= SELECTED PASSAGE =

++++++++++

Upload a JSON file containing LaTeX/MathJax formatted question, options, and solution.

Expected JSON Format:

{
  "question": "The mass of carbon present in 0.5 mole of $\\mathrm{K}_4[\\mathrm{Fe(CN)}_6]$ is:",
  "options": [
    {
      "id": 1,
      "text": "1.8 g"
    },
    {
      "id": 2,
      "text": "18 g"
    },
    {
      "id": 3,
      "text": "3.6 g"
    },
    {
      "id": 4,
      "text": "36 g"
    }
  ],
  "solution": "\\begin{align}\n&\\text{Hint: Mole concept}\\\\\n&1 \\text{ mole of } \\mathrm{K}_4[\\mathrm{Fe(CN)}_6] = 6 \\text{ moles of carbon atom}\\\\\n&0.5 \\text{ mole of } \\mathrm{K}_4[\\mathrm{Fe(CN)}_6] = 6 \\times 0.5 \\text{ mol} = 3 \\text{ mol}\\\\\n&1 \\text{ mol of carbon} = 12 \\text{ g}\\\\\n&3 \\text{ mol carbon} = 12 \\times 3 = 36 \\text{ g}\\\\\n&\\text{Hence, 36 g mass of carbon present in 0.5 mole of } \\mathrm{K}_4[\\mathrm{Fe(CN)}_6].\n\\end{align}",
  "correct_answer": 4
}

++++++++++

= ENTRIES PROVIDED =
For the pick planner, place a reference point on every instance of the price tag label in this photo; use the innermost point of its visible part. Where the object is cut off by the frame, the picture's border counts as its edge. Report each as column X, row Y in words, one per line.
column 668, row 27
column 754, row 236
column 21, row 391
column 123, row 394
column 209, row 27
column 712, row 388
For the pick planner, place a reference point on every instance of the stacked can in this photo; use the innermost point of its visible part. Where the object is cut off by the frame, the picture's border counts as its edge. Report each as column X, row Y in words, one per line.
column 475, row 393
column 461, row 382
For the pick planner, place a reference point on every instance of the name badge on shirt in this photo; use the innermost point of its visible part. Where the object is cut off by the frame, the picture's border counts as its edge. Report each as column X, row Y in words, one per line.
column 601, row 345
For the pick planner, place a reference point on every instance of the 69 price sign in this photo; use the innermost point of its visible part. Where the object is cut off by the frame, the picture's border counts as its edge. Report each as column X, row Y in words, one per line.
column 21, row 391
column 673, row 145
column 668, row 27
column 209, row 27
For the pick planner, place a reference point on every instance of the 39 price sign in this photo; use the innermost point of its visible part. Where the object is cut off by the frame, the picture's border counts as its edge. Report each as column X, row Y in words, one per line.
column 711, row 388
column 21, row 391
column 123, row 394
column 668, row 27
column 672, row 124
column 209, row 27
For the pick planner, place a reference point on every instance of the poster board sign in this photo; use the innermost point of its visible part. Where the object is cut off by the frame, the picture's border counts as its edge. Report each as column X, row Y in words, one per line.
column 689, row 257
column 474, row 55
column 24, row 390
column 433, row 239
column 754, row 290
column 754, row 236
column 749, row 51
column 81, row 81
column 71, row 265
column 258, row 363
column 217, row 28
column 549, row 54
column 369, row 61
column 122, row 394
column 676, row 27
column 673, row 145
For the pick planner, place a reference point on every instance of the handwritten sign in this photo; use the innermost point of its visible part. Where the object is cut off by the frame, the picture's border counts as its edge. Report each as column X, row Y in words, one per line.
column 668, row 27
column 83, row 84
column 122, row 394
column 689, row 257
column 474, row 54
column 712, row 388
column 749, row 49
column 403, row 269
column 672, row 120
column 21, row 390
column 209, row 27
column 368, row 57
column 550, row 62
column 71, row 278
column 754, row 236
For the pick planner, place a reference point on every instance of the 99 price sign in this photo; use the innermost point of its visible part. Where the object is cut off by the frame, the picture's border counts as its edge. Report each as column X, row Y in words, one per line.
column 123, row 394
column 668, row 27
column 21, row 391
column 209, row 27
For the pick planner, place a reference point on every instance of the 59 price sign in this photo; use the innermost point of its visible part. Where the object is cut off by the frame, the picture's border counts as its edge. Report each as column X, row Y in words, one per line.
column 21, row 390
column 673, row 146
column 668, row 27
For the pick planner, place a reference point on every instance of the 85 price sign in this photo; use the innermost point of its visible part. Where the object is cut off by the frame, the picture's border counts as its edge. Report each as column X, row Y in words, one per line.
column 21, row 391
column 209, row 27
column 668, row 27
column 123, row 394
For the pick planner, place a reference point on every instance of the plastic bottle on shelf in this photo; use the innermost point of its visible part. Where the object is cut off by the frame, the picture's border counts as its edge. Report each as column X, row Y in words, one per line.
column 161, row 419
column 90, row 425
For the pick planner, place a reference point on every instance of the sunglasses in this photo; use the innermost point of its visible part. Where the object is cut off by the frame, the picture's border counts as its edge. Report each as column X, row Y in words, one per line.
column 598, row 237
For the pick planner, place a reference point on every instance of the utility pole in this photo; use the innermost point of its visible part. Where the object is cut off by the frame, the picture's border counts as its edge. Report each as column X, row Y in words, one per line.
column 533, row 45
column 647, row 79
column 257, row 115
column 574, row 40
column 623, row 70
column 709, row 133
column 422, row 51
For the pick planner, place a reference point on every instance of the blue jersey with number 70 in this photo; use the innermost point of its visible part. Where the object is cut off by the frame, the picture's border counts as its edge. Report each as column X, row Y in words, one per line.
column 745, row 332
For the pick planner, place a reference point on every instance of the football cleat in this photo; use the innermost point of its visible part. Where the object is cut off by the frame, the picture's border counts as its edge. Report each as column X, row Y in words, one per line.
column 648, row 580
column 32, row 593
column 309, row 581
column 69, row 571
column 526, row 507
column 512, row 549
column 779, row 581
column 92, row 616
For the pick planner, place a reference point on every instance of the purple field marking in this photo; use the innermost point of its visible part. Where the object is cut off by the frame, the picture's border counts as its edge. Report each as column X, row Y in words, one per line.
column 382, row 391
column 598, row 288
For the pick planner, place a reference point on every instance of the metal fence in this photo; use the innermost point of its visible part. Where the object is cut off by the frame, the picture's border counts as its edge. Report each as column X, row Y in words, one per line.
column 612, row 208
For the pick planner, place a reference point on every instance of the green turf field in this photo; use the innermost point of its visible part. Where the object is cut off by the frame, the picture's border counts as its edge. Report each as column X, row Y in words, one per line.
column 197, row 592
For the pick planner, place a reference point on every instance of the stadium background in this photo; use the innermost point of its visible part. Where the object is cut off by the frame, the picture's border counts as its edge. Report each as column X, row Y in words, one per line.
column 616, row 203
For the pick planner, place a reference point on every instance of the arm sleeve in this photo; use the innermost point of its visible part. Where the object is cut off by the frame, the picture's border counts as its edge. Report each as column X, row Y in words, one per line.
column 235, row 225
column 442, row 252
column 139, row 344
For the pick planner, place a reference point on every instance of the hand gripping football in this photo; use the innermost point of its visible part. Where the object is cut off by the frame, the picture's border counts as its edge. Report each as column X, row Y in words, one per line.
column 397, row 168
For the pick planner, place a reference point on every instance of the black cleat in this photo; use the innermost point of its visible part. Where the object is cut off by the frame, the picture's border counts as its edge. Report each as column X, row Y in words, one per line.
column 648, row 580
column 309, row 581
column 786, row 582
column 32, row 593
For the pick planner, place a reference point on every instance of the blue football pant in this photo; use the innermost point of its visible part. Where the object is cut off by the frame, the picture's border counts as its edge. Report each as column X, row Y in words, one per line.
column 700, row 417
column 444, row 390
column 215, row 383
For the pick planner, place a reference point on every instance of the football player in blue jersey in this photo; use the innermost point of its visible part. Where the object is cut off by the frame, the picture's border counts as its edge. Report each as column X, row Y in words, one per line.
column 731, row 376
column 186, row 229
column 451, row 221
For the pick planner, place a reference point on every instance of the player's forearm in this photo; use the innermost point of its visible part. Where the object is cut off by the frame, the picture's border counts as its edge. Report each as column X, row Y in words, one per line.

++++++++++

= SHORT PROBLEM A =
Rewrite the paragraph of the upload instructions that begins "Upload a JSON file" as a short list that keeps its main facts.
= SHORT PROBLEM B =
Answer these questions from the upload instructions.
(i) How many options does the sample JSON list?
(ii) What value does the sample give for "correct_answer"?
(iii) According to the sample solution, how many grams is 1 mol of carbon?
The lines after the upload instructions are separate material and have nothing to do with them.

= EXERCISE SOLUTION A =
- File to upload: JSON
- What it holds: a question, options, and a solution
- Formatting: LaTeX/MathJax

= EXERCISE SOLUTION B =
(i) Four.
(ii) 4.
(iii) 12 g.